§ WHAT IS BEING ASKED:
Reproduce the lines below exactly, from the one containing "bbox: distant mountain" through the one containing "bbox: green vegetation", both included. Leave out any pictures.

Spatial localization data:
* * *
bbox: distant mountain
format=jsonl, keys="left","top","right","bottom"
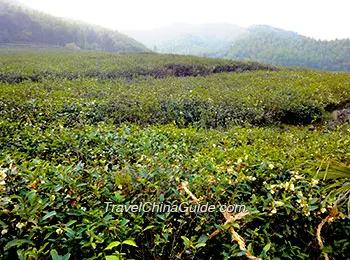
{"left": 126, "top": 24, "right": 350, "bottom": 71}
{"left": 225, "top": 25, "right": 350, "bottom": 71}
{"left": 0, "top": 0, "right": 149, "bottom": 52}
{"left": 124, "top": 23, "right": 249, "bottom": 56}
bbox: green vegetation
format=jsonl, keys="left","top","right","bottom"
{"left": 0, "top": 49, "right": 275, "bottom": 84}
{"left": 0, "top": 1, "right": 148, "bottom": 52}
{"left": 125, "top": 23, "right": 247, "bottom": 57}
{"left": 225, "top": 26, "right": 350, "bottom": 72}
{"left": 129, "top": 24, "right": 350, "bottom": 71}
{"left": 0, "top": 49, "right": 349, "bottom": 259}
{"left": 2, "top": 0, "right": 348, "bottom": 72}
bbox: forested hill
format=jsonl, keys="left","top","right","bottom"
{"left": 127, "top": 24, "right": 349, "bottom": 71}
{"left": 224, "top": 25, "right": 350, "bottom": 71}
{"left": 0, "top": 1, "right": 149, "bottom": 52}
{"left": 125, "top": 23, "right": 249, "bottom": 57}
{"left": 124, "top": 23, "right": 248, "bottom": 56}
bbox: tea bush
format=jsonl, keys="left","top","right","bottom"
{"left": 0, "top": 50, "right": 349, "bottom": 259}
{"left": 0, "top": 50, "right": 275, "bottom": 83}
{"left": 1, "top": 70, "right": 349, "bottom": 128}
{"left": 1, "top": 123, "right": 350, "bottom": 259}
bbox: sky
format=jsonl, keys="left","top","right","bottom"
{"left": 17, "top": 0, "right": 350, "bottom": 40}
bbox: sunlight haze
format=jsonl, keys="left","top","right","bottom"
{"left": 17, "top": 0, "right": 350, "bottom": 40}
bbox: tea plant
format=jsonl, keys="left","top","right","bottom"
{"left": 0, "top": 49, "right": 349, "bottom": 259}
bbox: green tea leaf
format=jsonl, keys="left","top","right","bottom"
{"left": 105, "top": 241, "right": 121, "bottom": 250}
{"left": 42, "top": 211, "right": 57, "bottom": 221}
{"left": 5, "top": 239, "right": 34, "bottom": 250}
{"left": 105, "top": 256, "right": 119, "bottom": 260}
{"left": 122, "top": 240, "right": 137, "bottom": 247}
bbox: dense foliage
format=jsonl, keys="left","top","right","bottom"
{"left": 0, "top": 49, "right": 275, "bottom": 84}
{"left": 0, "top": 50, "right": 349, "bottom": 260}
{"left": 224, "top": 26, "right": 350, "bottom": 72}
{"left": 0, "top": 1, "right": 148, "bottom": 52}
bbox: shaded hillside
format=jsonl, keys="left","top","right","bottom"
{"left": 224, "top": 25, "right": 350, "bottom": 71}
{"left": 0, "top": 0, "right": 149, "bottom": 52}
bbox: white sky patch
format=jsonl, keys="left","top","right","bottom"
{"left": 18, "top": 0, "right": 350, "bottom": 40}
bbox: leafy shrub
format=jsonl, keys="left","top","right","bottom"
* * *
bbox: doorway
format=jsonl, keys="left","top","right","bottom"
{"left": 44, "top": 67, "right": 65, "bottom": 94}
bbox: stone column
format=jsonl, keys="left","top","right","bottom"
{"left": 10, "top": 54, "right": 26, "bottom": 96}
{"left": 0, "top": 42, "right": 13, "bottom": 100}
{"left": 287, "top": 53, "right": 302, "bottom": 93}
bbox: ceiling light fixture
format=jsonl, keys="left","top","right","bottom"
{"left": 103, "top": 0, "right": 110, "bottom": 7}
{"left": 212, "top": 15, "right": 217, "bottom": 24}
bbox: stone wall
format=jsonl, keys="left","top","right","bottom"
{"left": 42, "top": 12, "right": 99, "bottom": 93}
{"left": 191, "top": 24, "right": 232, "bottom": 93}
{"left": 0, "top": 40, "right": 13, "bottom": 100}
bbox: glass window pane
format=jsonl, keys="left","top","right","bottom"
* * *
§ ANSWER FOR THIS EXERCISE:
bbox: distant mountain
format=jsonl, keys="left","top","right","bottom"
{"left": 126, "top": 24, "right": 350, "bottom": 71}
{"left": 225, "top": 25, "right": 350, "bottom": 71}
{"left": 0, "top": 0, "right": 149, "bottom": 52}
{"left": 124, "top": 23, "right": 249, "bottom": 56}
bbox: green vegetation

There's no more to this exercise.